TASK INSTRUCTIONS: Reproduce every one of the lines below word for word, and leave the pictures out of your answer.

SUPPLIED MATERIAL:

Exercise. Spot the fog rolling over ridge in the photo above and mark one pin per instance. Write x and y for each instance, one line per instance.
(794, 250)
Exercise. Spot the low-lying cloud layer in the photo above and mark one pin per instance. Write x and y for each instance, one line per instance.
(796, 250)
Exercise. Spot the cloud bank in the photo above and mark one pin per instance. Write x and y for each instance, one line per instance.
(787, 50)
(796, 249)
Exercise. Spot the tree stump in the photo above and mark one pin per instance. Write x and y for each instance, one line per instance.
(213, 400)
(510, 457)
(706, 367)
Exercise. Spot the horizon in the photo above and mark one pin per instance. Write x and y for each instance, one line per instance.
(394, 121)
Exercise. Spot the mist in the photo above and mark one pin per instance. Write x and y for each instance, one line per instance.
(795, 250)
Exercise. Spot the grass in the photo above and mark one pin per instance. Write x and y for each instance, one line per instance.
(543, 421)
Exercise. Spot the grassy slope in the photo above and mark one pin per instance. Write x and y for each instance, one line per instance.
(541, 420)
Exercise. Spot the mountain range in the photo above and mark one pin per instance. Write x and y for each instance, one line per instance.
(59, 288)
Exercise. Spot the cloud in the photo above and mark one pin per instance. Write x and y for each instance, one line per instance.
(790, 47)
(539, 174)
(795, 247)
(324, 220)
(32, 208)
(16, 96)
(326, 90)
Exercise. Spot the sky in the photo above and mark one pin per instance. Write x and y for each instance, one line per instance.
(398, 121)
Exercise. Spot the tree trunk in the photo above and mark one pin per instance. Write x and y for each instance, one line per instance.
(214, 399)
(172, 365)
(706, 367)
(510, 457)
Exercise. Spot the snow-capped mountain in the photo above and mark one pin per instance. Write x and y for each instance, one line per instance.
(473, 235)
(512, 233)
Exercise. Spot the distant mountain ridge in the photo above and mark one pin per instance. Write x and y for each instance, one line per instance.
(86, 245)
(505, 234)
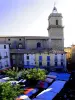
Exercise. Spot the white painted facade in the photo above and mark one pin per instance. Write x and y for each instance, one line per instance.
(4, 56)
(31, 59)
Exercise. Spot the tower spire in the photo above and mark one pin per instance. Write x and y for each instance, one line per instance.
(54, 9)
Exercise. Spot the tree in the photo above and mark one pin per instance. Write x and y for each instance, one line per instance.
(9, 92)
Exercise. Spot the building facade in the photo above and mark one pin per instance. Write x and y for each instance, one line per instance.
(4, 57)
(34, 50)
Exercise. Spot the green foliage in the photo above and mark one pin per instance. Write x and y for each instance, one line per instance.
(11, 73)
(36, 74)
(9, 92)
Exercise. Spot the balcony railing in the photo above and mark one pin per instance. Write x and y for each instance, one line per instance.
(0, 57)
(6, 56)
(6, 65)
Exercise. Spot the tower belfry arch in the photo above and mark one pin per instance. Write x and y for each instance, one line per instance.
(55, 30)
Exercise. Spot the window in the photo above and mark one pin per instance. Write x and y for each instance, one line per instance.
(40, 63)
(56, 59)
(0, 65)
(38, 45)
(55, 63)
(8, 39)
(13, 56)
(27, 57)
(40, 58)
(48, 63)
(6, 63)
(10, 45)
(48, 58)
(56, 22)
(20, 45)
(4, 46)
(20, 39)
(62, 64)
(6, 55)
(27, 62)
(14, 62)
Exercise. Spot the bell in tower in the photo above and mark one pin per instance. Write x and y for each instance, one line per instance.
(55, 30)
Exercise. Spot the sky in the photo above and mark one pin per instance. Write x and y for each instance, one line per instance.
(30, 18)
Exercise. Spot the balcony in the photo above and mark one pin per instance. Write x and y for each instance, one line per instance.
(6, 65)
(0, 57)
(6, 56)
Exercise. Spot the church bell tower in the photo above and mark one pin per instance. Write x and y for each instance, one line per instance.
(55, 30)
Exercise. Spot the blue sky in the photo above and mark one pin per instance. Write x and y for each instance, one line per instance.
(30, 17)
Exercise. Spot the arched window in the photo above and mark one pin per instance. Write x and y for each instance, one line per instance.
(38, 45)
(56, 22)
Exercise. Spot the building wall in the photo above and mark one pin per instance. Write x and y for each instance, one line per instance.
(15, 41)
(52, 59)
(53, 19)
(32, 44)
(5, 57)
(68, 51)
(31, 59)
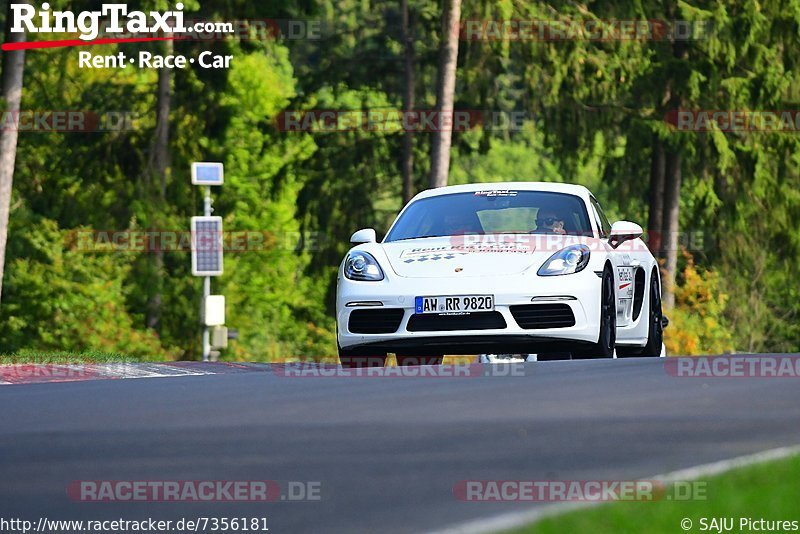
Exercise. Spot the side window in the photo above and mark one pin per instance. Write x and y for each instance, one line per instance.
(602, 223)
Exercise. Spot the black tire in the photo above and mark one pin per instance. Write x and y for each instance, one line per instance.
(604, 348)
(406, 360)
(655, 333)
(552, 356)
(355, 359)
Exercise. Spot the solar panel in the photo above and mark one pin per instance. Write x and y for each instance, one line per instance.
(207, 173)
(207, 246)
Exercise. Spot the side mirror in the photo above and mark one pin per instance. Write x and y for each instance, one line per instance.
(622, 231)
(367, 235)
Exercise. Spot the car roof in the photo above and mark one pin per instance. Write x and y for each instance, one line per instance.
(553, 187)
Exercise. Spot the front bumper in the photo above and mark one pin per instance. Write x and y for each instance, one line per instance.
(581, 292)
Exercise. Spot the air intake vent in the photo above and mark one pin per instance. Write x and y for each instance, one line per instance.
(375, 321)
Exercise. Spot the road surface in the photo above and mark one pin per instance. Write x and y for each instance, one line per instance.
(387, 452)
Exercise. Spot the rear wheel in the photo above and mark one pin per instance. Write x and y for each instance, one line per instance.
(655, 333)
(604, 348)
(355, 359)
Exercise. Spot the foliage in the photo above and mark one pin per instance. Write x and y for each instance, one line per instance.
(697, 322)
(594, 110)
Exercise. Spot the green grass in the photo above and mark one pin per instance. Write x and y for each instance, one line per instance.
(770, 491)
(43, 357)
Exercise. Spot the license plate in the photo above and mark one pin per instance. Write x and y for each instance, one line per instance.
(454, 304)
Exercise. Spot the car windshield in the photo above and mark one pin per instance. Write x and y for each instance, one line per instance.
(493, 211)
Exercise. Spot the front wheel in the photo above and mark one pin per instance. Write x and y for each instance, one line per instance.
(604, 348)
(655, 336)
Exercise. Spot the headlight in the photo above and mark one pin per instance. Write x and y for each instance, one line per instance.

WRITTEN REPLY:
Exercise. Spot the fog rolling over ridge in the photo above and mark one pin per instance. Write x and y for each instance, one line per instance.
(794, 250)
Exercise. Spot the low-lying cloud layer in the photo above and mark one pin per instance. Write x and y for each instance, one line per instance.
(796, 250)
Exercise. Spot the cloud bank in the photo above and mark one pin per instance. Write x and y for each instance, one line per instance.
(787, 50)
(796, 249)
Exercise. Spot the tree stump in the photo above and mark one pin per instance. Write x and y for each instance, one line per instance.
(213, 400)
(510, 457)
(706, 367)
Exercise. Spot the horizon in the photo above and mark one pin per instance. Write x and y for each instance, one line per instance.
(394, 121)
Exercise. Spot the mist in the photo above and mark one pin per instance. Write x and y for each instance, one line per instance.
(795, 250)
Exercise. Spot the grass in the photo above and mark one pin per instance. Write x and y for each instance, one line per instance.
(543, 421)
Exercise. Spot the grassy slope in the photo above and mark one pin per instance. Write x and y for each instance, one line per instance.
(541, 420)
Exercise. Spot the mountain range in the photo above and mark one pin per instance. Write x and y for each instance, one line per instance.
(59, 288)
Exercise. Spot the cloud in the photo above and mark one pin per instance. Write x and y for each instance, one line per instance.
(790, 47)
(539, 174)
(795, 247)
(324, 220)
(32, 208)
(16, 96)
(326, 90)
Exercise. Spot the sky in the photo above and mark one pin per instance. Write x and y for each instance, one line per instance.
(398, 121)
Exercise. Spot the tree trunk in the photo above and mark one pin per instance. Write x and y for each instance, one line per instance.
(214, 399)
(172, 365)
(706, 367)
(510, 457)
Exercise. Spot the snow-capped mountain in the photo above and mark one pin per instance. Write x and y for each instance, one line per instance.
(473, 235)
(512, 233)
Exercise. Spot the distant mountain ridge in the photo above and mark one pin per instance. Write x and y for each instance, one line per instance.
(86, 245)
(505, 234)
Exercise. Spot the white painted facade in the photo above and mark one pin per instance. Write x and y for each instance, one line per instance.
(4, 56)
(31, 59)
Exercise. Spot the tower spire in the photo above and mark one pin per instance. Write x and y for each instance, one line per instance.
(54, 9)
Exercise. Spot the tree in the photo above and mark one pin per instance. Write x and y for each instance, one line per instance.
(9, 92)
Exercise. Spot the building facade in the photo above and mark one pin per instance. Write x and y for each instance, one line per instance.
(4, 57)
(34, 50)
Exercise. Spot the green foliage in the photo above and mark one pin per instance. Write x and y for each instance, one line per instance.
(11, 73)
(36, 74)
(9, 92)
Exercise. Spot the balcony railing in the photo above and mark one pin per instance. Write x and y for each instance, one line per instance.
(0, 57)
(6, 56)
(6, 65)
Exercise. Spot the tower belfry arch in the photo above and mark one pin per instance. Write x and y for each instance, one line per instance.
(55, 30)
Exercise. Spot the window in the photo above and mark one pin per instance. Write x and y for each instance, one line per instance.
(40, 63)
(56, 59)
(0, 65)
(38, 45)
(55, 63)
(8, 39)
(13, 56)
(27, 57)
(40, 58)
(48, 63)
(6, 63)
(10, 45)
(48, 58)
(56, 22)
(20, 45)
(4, 46)
(20, 39)
(62, 64)
(6, 55)
(27, 62)
(14, 62)
Exercise. Spot the bell in tower in the photo above and mark one pin per instance. Write x and y for each instance, one line per instance.
(55, 30)
Exercise. Spot the sky in the photo above and mark one pin per instance. Write x and y for each instance, one line per instance.
(30, 18)
Exercise. Spot the balcony in the photo above and mark one pin per instance. Write x and y for each instance, one line per instance.
(6, 65)
(0, 57)
(6, 56)
Exercise. Spot the church bell tower in the photo above and mark one pin per instance. Write x and y for each instance, one line per instance.
(55, 30)
Exercise. Spot the blue sky in the photo above and mark one pin per instance. Write x and y for each instance, one line per instance.
(30, 17)
Exercise. Spot the arched window in the photo above and mark one pin per instance. Write x and y for each instance, one line per instance.
(38, 45)
(56, 22)
Exercise. Spot the building wall in the photo above and mark one pin per instance. Write x and y for each instance, one line per instance.
(15, 41)
(52, 59)
(53, 19)
(32, 44)
(5, 57)
(68, 51)
(31, 59)
Exercise. Spot the side window in the photo above and mark one pin per instance. Write x and y for each instance, one line per instance.
(602, 223)
Exercise. Spot the black tire in the photo above and mark one pin per instance. Write x and y for each instance, one line per instance.
(604, 348)
(406, 360)
(655, 333)
(552, 356)
(355, 359)
Exercise. Spot the solar panel in the photo above and mark one pin per instance. Write x and y for each instance, one line per instance.
(207, 173)
(207, 246)
Exercise. Spot the side mirror in the photo above and mark one pin per instance. Write x and y for each instance, one line per instance.
(622, 231)
(367, 235)
Exercise. Spot the car roof in the photo above and mark one pin per instance. Write x and y for each instance, one line per instance.
(553, 187)
Exercise. Spot the front bumper in the photo above and mark one pin per instance. Write x and y for each instance, one line per instance.
(581, 292)
Exercise. Spot the air intake vent in the photo above and mark one pin per instance. Write x and y for each instance, one line per instance.
(375, 321)
Exercise. Spot the road surface in the photo above and mark one pin per instance. Write x and y for each instance, one line per instance.
(387, 452)
Exercise. Spot the rear wheel in the photo above and mark one pin per instance. Write x and y for each instance, one line per instance.
(655, 333)
(604, 348)
(355, 359)
Exercise. Spot the foliage in the photo above and mark one pin per instance. Write x and y for each instance, one line per instance.
(697, 322)
(594, 110)
Exercise. Spot the green grass in the photo above and mark one pin per instance. Write x and y for each instance, one line per instance.
(770, 491)
(43, 357)
Exercise. Spot the license plate in the photo above and mark one pin per instance. Write x and y for each instance, one line per instance.
(454, 304)
Exercise. Spot the car windshield in the photo above and mark one pin per instance. Write x and y for each instance, one line per instance.
(493, 211)
Exercise. Spot the front wheel in the photo above and mark one pin per instance. Write x and y for each instance, one line per instance.
(604, 348)
(655, 336)
Exercise. Spot the headlight in the photo above and mark one pin per instance. Write x and y for each instance, one line per instance.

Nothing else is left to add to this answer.